▶ TESTO DA LEGGERE

Giornalista professionista dal 1997, Francesca Salemme lavora al tg dell’emittente salernitana Lira tv. Vanta esperienze sulla carta stampata, una parentesi a Euronews a Lione e a Radio RAI.

Francesca, pregi e difetti di lavorare in una tv locale?
«L’aspetto positivo è dato senza dubbio dal poter fare un vero e proprio lavoro giornalistico sul campo. Coprendo l’intera provincia di Salerno (per dimensione è la più vasta d’Italia, ndr), siamo sempre pronti a recarci sul luogo dove avvengono i fatti che raccontiamo, non potendo far riferimento unicamente sui comunicati stampa. Credo che se si fa il proprio lavoro con serietà e dignità, lo si può far bene dappertutto. Il calore delle persone, poi fa il resto. Non credo che sia un aspetto ‘brutto’...»

Salerno ha fatto parlare, recentemente, per il caso dell’aeroporto. Come avete vissuto la notizia?

▶ RIGHE SALVATE
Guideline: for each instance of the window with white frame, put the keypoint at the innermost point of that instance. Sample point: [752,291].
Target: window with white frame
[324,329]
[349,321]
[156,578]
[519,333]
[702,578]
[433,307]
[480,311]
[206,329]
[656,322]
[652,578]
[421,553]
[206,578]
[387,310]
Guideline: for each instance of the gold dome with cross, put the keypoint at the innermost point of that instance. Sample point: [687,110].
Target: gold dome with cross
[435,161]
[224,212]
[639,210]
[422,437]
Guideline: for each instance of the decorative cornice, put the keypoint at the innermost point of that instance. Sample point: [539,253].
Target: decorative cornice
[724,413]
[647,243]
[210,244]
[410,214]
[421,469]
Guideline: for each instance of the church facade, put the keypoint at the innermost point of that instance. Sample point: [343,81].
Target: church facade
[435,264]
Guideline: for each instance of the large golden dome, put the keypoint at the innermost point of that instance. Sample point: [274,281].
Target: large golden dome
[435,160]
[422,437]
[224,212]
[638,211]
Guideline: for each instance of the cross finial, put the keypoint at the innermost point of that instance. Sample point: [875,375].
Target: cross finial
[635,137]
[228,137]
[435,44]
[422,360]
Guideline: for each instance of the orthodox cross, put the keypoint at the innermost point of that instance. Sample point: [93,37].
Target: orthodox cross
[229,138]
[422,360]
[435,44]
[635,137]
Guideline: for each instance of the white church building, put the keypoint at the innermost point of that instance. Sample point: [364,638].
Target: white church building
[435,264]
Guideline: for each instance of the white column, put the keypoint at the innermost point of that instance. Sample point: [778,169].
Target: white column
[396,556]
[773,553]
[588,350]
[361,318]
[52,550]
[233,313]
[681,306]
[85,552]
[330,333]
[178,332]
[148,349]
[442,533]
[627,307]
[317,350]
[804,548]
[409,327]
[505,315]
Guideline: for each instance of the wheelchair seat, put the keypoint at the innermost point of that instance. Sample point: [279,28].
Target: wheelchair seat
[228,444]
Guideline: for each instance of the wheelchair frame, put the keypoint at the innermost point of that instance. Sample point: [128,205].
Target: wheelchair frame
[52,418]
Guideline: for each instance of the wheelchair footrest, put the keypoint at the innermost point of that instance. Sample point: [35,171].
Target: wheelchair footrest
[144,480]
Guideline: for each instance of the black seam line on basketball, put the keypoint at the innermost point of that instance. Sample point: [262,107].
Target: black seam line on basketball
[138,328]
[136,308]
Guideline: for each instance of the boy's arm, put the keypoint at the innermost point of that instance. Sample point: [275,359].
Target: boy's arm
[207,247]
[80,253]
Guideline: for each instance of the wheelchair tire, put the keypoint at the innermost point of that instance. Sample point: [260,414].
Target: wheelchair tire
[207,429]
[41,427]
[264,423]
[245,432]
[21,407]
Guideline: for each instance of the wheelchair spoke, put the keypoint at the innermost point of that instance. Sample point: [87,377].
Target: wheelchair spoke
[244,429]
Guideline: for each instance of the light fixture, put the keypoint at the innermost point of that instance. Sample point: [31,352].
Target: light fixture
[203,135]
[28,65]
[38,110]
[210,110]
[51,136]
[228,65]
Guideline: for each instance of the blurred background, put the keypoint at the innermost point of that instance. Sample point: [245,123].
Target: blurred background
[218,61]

▶ ESERCIZIO
Per favore, indica da quale anno Francesca Salemme è giornalista professionista secondo l'intervista.

▶ RISULTATO QUI SOTTO
Dal 1997.